- Opening Delimiter -
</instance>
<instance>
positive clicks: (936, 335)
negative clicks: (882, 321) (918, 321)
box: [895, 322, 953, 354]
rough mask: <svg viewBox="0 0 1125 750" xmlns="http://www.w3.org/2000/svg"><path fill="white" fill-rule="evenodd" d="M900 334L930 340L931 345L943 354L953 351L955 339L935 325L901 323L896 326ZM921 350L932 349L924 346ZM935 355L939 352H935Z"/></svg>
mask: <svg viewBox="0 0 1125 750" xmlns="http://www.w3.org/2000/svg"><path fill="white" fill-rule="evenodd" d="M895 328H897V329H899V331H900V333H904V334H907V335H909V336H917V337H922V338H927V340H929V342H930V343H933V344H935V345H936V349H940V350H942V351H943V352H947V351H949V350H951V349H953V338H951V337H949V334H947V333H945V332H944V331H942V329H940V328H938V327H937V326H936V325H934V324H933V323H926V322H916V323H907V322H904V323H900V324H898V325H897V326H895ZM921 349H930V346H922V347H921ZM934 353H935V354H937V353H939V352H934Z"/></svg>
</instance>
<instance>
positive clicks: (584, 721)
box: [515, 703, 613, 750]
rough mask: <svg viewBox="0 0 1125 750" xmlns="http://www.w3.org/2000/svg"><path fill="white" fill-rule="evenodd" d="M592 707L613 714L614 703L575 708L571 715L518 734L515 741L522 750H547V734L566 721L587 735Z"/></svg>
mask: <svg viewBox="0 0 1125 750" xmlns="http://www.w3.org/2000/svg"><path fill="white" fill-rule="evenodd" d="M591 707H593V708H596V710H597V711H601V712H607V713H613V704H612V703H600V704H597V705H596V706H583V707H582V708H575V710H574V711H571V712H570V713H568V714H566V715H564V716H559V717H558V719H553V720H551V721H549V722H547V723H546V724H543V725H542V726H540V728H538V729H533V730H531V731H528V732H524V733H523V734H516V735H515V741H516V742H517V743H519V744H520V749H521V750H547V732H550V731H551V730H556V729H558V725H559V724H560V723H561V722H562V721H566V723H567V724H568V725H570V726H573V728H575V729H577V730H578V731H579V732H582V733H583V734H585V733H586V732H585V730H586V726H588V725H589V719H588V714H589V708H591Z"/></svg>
- Closing Delimiter -
- Opening Delimiter -
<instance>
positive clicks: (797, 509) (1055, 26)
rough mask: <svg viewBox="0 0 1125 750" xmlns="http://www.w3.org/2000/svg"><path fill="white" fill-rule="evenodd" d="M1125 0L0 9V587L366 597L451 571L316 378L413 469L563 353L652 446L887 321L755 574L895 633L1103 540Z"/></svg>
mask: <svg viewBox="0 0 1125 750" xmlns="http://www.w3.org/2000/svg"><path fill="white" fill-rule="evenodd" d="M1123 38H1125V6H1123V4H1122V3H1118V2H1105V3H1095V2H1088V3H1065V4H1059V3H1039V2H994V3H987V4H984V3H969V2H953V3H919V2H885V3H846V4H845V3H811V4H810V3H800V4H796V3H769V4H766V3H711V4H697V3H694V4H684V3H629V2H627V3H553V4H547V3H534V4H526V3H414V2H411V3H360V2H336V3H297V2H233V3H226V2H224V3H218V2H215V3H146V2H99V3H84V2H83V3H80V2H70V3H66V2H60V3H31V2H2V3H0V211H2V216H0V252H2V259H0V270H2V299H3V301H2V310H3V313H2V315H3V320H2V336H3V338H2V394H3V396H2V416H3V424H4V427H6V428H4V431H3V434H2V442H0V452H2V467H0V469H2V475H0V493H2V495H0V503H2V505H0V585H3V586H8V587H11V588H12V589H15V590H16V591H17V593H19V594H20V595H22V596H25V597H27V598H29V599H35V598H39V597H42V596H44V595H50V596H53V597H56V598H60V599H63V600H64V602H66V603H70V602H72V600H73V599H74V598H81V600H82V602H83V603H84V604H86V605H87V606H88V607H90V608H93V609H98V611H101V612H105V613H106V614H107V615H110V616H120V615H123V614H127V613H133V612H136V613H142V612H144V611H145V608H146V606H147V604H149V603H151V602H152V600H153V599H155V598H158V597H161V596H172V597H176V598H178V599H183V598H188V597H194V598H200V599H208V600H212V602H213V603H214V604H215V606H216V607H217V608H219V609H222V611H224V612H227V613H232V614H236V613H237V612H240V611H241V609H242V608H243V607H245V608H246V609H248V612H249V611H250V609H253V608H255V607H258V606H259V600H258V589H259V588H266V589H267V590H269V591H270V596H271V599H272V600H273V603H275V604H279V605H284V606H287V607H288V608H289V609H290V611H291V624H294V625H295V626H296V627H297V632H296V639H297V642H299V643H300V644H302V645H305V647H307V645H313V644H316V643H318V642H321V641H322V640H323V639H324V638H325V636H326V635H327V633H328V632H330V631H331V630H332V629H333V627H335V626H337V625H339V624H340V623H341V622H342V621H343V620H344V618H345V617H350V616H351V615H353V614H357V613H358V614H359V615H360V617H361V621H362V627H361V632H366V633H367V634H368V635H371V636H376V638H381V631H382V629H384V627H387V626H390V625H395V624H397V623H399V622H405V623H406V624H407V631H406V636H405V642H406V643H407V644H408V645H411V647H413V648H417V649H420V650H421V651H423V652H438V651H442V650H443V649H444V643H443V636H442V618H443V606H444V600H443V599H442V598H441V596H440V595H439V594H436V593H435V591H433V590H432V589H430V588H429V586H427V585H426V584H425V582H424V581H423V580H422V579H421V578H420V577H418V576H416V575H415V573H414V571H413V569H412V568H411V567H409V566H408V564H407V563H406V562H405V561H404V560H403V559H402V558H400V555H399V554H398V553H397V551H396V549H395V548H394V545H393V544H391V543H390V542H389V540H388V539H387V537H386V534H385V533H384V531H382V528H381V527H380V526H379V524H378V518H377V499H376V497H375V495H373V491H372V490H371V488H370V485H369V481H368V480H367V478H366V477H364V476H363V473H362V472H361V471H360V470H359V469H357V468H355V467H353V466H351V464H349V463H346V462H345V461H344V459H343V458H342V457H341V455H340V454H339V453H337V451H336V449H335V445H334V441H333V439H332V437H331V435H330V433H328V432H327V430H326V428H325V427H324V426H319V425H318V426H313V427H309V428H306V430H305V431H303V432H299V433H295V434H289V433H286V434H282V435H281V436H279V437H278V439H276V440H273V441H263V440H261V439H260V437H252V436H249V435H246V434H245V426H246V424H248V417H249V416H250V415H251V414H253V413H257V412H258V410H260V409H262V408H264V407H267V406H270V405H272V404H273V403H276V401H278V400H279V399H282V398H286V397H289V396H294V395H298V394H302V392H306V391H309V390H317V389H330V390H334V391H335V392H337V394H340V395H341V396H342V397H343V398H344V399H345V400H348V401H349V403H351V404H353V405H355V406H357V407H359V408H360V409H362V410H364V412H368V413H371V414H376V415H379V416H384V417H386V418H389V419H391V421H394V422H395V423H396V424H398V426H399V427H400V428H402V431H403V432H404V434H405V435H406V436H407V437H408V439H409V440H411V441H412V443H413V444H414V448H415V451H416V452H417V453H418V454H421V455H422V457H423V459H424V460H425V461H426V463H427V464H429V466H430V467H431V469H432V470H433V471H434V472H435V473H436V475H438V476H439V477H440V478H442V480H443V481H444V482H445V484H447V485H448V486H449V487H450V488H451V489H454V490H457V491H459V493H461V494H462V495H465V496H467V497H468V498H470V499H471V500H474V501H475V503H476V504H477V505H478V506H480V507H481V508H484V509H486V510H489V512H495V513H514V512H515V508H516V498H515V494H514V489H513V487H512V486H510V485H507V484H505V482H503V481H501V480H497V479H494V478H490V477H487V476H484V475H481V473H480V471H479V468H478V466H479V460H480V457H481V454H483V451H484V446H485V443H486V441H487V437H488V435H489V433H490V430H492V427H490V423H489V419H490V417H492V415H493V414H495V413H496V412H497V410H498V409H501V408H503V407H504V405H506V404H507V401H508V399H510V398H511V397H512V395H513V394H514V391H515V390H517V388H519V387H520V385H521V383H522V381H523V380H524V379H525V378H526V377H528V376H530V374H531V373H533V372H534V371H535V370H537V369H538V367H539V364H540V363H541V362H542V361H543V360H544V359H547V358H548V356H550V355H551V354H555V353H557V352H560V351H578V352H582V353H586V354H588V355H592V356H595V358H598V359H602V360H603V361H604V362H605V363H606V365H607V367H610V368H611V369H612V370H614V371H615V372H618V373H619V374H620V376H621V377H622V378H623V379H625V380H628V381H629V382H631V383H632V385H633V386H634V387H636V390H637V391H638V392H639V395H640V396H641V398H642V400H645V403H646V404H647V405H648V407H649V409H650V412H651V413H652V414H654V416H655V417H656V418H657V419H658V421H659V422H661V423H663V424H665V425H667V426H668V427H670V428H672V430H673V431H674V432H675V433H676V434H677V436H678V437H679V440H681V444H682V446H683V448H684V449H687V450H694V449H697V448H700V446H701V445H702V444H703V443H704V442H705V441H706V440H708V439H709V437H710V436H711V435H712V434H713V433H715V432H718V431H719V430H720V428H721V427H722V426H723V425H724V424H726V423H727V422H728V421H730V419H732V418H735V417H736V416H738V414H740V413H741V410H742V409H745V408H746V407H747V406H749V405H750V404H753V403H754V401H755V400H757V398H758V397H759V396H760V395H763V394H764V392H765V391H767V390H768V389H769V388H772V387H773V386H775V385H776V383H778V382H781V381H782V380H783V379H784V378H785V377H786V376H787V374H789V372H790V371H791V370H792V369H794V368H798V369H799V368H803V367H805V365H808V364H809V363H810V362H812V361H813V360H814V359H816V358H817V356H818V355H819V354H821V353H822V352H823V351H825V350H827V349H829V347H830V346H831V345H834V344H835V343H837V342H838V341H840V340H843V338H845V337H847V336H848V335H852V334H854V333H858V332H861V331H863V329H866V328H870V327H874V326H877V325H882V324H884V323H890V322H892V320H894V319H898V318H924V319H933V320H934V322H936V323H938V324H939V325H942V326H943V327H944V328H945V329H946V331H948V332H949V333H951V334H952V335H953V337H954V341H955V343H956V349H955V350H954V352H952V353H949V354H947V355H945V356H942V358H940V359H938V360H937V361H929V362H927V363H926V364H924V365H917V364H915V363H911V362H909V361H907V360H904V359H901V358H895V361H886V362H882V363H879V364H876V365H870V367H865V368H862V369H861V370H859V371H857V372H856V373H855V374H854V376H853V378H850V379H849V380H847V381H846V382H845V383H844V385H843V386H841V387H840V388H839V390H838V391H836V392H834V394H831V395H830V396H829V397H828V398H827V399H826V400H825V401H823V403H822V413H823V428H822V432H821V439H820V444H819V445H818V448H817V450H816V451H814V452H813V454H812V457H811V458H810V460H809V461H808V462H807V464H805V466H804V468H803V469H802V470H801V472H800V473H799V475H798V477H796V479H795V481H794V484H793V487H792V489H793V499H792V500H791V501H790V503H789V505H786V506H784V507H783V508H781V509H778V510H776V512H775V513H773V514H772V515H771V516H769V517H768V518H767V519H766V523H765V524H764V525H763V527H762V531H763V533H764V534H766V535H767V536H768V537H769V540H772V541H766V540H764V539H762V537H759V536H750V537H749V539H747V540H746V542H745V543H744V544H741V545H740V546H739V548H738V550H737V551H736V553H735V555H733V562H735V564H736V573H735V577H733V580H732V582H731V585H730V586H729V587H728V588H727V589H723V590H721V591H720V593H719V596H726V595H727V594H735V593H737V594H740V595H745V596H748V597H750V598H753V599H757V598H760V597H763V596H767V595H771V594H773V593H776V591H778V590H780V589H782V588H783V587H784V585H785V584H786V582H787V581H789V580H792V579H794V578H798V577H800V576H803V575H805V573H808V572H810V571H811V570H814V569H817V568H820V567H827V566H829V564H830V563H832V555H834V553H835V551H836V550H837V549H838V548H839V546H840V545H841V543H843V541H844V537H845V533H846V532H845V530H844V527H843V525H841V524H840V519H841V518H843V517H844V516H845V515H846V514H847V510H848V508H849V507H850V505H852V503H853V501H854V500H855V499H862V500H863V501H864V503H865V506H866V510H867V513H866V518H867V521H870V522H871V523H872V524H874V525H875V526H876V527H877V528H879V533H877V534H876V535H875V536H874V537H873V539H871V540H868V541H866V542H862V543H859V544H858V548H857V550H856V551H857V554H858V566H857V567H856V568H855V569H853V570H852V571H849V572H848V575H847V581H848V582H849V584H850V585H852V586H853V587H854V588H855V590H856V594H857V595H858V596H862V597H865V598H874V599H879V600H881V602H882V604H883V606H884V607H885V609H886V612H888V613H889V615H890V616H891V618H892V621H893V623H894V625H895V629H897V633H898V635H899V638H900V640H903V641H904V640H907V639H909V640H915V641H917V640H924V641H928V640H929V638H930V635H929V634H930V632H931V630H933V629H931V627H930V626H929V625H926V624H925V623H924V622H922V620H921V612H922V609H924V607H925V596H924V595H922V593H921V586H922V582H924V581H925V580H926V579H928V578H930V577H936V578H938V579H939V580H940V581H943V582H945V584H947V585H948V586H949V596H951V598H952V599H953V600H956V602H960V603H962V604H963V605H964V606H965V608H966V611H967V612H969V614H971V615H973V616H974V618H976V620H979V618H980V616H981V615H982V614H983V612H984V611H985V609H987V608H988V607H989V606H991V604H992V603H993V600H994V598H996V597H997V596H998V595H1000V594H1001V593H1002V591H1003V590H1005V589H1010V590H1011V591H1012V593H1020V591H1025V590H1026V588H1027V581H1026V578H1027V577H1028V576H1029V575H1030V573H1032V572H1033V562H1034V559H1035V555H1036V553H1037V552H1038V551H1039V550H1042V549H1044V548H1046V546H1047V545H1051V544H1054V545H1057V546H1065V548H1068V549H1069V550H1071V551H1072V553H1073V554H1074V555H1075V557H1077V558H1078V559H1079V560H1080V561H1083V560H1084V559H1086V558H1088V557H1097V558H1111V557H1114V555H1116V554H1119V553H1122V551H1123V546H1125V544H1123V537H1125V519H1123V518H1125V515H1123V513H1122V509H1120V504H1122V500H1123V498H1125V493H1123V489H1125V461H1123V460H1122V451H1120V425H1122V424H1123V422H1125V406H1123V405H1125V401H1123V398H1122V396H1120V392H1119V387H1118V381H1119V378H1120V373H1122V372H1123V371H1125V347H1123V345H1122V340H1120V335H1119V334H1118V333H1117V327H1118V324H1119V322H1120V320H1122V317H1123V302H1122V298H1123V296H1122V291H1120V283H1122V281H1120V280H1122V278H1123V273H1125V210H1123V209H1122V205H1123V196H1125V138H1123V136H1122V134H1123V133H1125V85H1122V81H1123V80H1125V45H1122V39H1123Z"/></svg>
- Closing Delimiter -
- Opening Delimiter -
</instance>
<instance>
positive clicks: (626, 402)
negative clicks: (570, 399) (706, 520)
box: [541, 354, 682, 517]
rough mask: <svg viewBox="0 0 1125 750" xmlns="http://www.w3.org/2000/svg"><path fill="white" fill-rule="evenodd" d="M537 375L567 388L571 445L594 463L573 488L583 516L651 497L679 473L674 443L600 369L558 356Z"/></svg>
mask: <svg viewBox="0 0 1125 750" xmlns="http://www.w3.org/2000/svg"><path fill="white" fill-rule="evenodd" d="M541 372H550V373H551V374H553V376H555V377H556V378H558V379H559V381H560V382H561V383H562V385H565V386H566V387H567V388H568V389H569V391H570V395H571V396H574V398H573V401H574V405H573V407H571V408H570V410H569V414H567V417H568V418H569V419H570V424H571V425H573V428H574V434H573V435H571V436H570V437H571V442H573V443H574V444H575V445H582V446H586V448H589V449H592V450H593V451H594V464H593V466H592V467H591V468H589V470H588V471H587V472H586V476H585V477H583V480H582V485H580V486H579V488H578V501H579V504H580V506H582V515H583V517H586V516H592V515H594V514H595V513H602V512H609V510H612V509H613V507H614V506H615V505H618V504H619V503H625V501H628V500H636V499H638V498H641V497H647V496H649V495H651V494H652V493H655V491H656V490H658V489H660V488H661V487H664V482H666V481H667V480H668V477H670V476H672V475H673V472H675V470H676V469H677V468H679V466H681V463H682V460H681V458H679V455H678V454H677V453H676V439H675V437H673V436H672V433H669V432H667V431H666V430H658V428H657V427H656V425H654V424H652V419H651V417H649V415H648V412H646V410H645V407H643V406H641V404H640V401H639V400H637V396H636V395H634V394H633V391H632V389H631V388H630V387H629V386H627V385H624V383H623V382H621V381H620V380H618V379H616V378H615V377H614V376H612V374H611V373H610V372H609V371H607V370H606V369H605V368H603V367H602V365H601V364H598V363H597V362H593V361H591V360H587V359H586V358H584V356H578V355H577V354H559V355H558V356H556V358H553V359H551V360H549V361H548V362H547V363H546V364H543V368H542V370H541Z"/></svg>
- Closing Delimiter -
■ ABOUT THIS TASK
Take the part of the items that opens with the line containing "334L930 340L931 345L943" and closes with the line containing "box: [515, 703, 613, 750]", and swap "rough mask" for "coarse mask". Keep everything else unchanged, and give only those lines.

■ EXERCISE SOLUTION
coarse mask: <svg viewBox="0 0 1125 750" xmlns="http://www.w3.org/2000/svg"><path fill="white" fill-rule="evenodd" d="M900 334L930 340L931 345L943 354L953 351L955 339L935 325L901 323L896 326ZM921 350L932 349L924 346ZM935 355L939 352H935Z"/></svg>
mask: <svg viewBox="0 0 1125 750" xmlns="http://www.w3.org/2000/svg"><path fill="white" fill-rule="evenodd" d="M895 328H897V329H899V331H900V333H904V334H907V335H909V336H917V337H922V338H927V340H929V342H930V343H933V344H935V345H936V349H940V350H942V351H943V352H947V351H949V350H951V349H953V338H951V337H949V334H947V333H945V332H944V331H942V329H940V328H938V327H937V326H936V325H934V324H933V323H926V322H916V323H907V322H904V323H900V324H898V325H897V326H895ZM921 349H930V346H922V347H921ZM934 353H935V354H937V353H939V352H934Z"/></svg>
</instance>
<instance>
positive clicks: (584, 721)
box: [515, 703, 613, 750]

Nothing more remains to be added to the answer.